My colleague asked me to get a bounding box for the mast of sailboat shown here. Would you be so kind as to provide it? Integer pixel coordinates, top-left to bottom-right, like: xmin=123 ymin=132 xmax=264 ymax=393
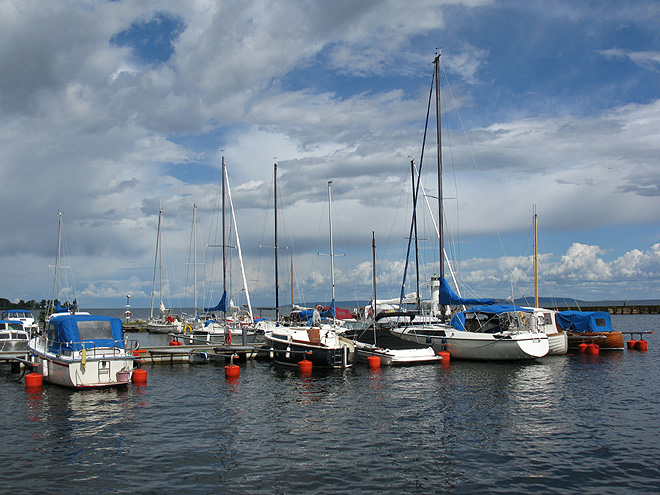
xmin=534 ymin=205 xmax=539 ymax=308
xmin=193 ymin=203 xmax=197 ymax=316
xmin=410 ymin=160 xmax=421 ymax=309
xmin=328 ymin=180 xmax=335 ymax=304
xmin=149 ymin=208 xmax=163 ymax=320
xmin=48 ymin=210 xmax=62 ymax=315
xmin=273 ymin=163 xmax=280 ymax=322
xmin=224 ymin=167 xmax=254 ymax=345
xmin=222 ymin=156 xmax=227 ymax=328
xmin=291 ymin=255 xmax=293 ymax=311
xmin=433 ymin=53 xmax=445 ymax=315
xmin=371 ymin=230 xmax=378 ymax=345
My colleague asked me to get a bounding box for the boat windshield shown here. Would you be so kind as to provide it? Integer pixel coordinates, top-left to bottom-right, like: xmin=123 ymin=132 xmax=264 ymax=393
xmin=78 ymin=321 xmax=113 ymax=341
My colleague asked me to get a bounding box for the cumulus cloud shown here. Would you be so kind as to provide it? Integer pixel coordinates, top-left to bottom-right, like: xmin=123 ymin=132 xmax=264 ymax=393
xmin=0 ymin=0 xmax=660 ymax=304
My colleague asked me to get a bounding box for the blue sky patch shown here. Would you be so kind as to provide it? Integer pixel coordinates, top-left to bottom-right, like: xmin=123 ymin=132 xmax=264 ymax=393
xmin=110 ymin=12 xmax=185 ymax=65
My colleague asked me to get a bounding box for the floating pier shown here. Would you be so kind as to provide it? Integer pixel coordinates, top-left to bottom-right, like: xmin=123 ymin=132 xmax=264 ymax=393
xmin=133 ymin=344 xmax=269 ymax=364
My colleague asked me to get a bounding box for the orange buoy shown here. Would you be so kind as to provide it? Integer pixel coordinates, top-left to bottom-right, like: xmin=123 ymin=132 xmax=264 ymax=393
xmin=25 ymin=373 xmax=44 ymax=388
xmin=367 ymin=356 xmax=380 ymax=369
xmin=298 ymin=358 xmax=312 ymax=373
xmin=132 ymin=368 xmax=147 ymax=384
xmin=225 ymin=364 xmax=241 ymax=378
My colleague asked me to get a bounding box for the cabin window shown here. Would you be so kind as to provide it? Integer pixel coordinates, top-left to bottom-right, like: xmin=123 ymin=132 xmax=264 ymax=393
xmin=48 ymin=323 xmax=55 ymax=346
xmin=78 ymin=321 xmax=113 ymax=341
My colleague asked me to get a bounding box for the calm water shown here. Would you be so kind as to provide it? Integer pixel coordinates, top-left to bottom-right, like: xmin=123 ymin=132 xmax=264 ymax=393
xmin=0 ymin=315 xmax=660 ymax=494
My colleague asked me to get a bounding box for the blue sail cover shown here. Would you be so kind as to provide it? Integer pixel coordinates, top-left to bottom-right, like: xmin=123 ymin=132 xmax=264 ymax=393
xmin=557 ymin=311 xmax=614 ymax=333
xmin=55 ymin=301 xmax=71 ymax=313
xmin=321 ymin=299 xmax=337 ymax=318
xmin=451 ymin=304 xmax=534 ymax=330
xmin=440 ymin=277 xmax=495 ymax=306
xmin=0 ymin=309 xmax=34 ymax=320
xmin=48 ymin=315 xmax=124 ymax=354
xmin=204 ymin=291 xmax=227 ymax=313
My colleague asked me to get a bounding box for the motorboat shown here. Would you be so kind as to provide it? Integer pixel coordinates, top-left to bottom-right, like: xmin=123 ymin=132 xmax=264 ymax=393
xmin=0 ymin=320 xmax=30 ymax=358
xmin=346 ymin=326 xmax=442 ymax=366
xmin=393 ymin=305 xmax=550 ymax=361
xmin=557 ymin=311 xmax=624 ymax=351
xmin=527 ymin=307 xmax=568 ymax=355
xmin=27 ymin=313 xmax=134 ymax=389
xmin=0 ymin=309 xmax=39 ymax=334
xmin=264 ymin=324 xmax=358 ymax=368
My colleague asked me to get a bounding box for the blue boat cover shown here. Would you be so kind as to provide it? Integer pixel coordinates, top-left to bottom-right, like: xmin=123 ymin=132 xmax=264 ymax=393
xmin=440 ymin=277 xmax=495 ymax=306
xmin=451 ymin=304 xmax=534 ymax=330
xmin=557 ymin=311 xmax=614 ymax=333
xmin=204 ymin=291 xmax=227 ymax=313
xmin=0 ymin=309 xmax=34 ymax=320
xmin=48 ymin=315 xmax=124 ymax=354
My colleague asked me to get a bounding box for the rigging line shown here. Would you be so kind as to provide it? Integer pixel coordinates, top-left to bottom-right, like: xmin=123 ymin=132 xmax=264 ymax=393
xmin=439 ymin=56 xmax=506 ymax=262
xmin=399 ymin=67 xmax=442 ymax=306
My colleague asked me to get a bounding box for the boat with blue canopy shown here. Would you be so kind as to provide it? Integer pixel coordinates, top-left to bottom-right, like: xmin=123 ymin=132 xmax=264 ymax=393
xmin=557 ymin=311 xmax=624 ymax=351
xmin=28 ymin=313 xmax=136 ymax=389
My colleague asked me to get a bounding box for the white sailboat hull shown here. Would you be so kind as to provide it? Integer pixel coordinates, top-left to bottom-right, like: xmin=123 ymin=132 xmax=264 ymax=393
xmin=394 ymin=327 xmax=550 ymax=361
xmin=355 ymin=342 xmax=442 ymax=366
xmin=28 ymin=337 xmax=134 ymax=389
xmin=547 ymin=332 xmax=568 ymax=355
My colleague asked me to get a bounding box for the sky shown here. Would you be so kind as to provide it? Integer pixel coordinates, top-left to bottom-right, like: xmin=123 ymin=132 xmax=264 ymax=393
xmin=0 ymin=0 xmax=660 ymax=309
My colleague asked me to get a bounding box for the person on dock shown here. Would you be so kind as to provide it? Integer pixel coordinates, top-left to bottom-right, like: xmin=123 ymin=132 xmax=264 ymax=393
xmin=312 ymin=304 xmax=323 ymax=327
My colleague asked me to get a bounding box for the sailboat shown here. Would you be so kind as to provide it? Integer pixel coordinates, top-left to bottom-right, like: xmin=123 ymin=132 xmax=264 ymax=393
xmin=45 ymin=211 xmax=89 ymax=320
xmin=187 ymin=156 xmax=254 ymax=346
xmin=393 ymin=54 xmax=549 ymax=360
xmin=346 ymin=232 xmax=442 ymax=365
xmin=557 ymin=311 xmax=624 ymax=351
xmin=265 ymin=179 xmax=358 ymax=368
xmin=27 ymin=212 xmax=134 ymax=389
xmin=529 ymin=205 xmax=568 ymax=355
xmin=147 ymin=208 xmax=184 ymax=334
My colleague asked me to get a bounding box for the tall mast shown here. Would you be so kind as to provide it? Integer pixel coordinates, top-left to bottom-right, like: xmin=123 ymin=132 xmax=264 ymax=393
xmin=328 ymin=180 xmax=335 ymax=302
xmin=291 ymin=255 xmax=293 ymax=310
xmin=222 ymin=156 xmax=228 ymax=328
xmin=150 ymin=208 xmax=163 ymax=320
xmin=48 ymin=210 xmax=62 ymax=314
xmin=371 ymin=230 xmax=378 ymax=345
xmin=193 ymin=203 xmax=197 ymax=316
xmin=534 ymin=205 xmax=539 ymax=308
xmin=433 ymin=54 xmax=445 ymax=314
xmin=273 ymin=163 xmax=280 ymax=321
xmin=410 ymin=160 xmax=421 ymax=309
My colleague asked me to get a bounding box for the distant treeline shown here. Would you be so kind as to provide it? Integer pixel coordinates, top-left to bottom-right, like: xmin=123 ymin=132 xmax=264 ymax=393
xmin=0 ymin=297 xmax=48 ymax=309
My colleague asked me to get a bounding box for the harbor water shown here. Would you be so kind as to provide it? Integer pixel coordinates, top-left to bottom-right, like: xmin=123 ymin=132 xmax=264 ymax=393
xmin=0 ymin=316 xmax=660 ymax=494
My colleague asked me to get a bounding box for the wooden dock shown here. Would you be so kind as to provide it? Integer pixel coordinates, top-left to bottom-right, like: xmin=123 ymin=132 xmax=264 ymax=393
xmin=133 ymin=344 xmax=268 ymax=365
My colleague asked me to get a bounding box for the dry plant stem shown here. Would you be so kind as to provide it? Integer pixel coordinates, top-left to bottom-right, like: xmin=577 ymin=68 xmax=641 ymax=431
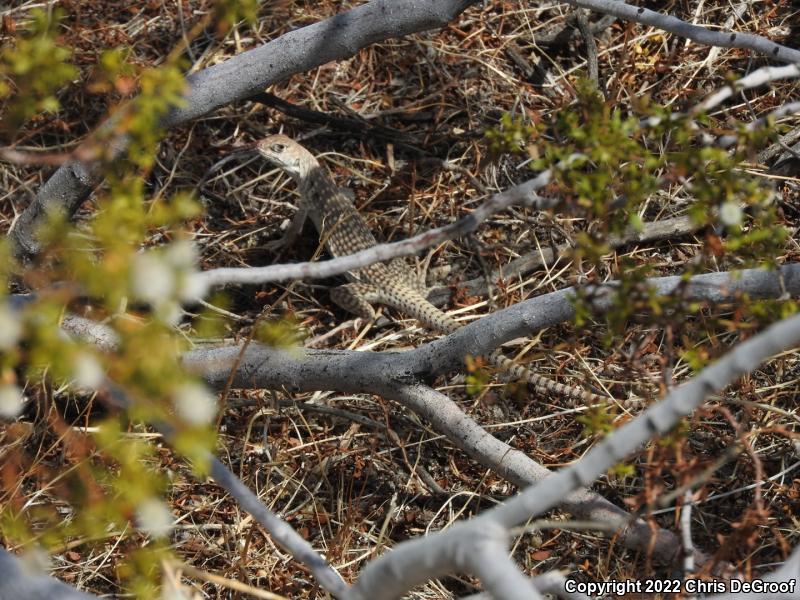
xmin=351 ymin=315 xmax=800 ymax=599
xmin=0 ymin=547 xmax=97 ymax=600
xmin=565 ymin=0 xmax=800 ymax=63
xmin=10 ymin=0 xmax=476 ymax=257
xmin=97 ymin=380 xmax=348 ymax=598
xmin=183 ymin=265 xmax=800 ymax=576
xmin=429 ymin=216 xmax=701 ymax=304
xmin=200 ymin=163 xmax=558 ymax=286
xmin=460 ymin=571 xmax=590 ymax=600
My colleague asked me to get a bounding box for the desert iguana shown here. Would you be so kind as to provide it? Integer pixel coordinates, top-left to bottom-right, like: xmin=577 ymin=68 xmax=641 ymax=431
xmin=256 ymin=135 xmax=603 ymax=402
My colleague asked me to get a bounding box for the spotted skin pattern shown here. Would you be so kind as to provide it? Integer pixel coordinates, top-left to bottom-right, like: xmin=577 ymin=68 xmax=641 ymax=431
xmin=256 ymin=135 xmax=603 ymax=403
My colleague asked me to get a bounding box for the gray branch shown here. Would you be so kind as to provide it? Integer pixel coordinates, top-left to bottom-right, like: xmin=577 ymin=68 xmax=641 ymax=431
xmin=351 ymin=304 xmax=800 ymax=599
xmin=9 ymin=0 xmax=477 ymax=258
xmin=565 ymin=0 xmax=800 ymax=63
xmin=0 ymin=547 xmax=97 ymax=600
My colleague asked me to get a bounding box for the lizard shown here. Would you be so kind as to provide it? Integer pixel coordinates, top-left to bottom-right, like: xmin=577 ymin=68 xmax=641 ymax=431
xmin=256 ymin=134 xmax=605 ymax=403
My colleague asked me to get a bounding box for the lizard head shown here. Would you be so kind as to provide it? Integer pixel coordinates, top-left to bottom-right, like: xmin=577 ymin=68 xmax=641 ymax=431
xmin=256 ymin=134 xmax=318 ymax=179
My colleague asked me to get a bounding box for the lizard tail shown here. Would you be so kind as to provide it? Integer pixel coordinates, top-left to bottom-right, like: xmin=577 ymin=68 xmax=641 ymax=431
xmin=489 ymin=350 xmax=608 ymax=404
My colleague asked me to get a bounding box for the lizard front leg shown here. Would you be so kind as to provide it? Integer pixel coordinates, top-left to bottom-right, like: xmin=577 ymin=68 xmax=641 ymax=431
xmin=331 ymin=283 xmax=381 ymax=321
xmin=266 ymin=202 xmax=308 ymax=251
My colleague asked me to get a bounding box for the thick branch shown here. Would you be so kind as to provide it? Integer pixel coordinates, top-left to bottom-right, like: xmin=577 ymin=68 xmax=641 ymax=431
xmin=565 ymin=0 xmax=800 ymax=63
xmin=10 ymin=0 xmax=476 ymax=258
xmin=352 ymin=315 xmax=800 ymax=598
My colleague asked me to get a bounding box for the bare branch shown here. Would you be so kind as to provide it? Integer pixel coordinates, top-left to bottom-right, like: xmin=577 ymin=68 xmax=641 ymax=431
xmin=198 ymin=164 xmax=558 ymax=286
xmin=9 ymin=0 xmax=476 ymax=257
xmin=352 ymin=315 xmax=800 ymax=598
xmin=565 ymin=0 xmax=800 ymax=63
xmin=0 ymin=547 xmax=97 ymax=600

──────────

(Exercise goal) Put the stretch of the listing from the line containing "for the rigging" through the line containing "xmin=439 ymin=56 xmax=506 ymax=262" into a two-column CSV with the headers text and box. Give each wording line its own row, paired with the coordinates that follow it, and put each in one quoted field with line breaks turned into spaces.

(Task result)
text,box
"My colleague asked me to get a bounding box for the rigging line shown here. Would you be so kind as to provide it? Integer pixel coordinates, top-left to bottom-right, like: xmin=123 ymin=132 xmax=264 ymax=393","xmin=439 ymin=56 xmax=506 ymax=262"